» Problems to solve
1. In the museum passage, rewrite the text from "In 1974, the" up to and including "the family farm.", changing "concrete slab" to "stone foundation".
2. Summarize the museum passage in three sentences.

» Selected passage
In 1974, the Duxtad family partially disassembled their 130-year old log farmhouse and began moving the entire structure fourteen miles south to be reassembled on a concrete slab next to the museum. By 1976, the entire two-story cabin had been restored and completely enclosed by an extension of the museum's building. Today the first floor of the farmhouse helps demonstrate the tools and artifacts of 1840s pioneer life in Northern Illinois while the second story helps to familiarize young children with concepts of the family farm.

=== Judy Ford exhibit ===
In 1968, local Belvidere beauty Judy Ford competed for Miss Illinois and was eventually selected 1969 Miss America in the national pageant. The museum hosts a number of unique artifacts of Ford's competition and reign, including a short film of her talent competition entry which features Bert Parks serenading Ford with There She Is, Miss America as she wore her crown for the first time.

=== Vehicles ===
In the collection are several rare conveyances, including horse-drawn brougham and hearse carriages. A 1904 Eldredge Runabout manufactured in Belvidere by the National Sewing Machine Company occupies a prominent place in the museum's foyer opposite an ivory 1965 Plymouth Fury II, the first chassis to come off the production line at the Belvidere Assembly Plant, an early donation to the museum by Chrysler. A 1924 Ford Model T convertible occupies a space next to an example of the penny-farthing, the first bicycle.

» Material provided
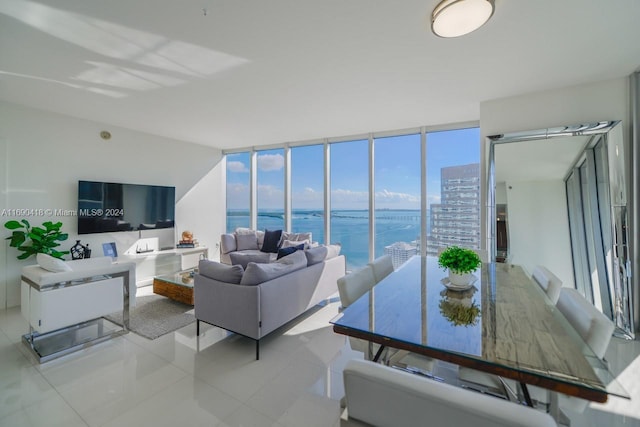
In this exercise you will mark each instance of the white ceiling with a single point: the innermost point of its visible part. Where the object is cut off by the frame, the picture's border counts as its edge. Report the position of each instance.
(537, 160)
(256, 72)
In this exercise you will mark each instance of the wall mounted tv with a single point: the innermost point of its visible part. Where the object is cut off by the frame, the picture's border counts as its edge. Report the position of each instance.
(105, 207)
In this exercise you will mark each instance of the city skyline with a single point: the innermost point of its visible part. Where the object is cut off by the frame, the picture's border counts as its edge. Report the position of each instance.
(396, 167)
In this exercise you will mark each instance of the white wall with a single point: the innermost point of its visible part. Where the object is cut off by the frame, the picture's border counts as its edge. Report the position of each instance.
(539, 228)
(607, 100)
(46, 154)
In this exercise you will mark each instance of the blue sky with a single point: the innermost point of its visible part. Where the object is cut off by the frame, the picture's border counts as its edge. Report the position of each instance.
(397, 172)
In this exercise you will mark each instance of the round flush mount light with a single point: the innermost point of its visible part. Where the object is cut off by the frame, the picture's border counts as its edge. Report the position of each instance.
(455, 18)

» Numbered responses
1.
In 1974, the Duxtad family partially disassembled their 130-year old log farmhouse and began moving the entire structure fourteen miles south to be reassembled on a stone foundation next to the museum. By 1976, the entire two-story cabin had been restored and completely enclosed by an extension of the museum's building. Today the first floor of the farmhouse helps demonstrate the tools and artifacts of 1840s pioneer life in Northern Illinois while the second story helps to familiarize young children with concepts of the family farm.

2. Beginning in 1974, the Duxtad family moved their 130-year-old log farmhouse to the museum, where by 1976 it had been restored and enclosed, and it now demonstrates 1840s pioneer life and family-farm concepts. The museum holds artifacts of Belvidere's Judy Ford, selected 1969 Miss America, including a short film of her talent competition entry. Its vehicle collection includes horse-drawn carriages, a 1904 Eldredge Runabout made in Belvidere, a 1965 Plymouth Fury II that was the first chassis off the Belvidere Assembly Plant line, a 1924 Ford Model T convertible, and a penny-farthing.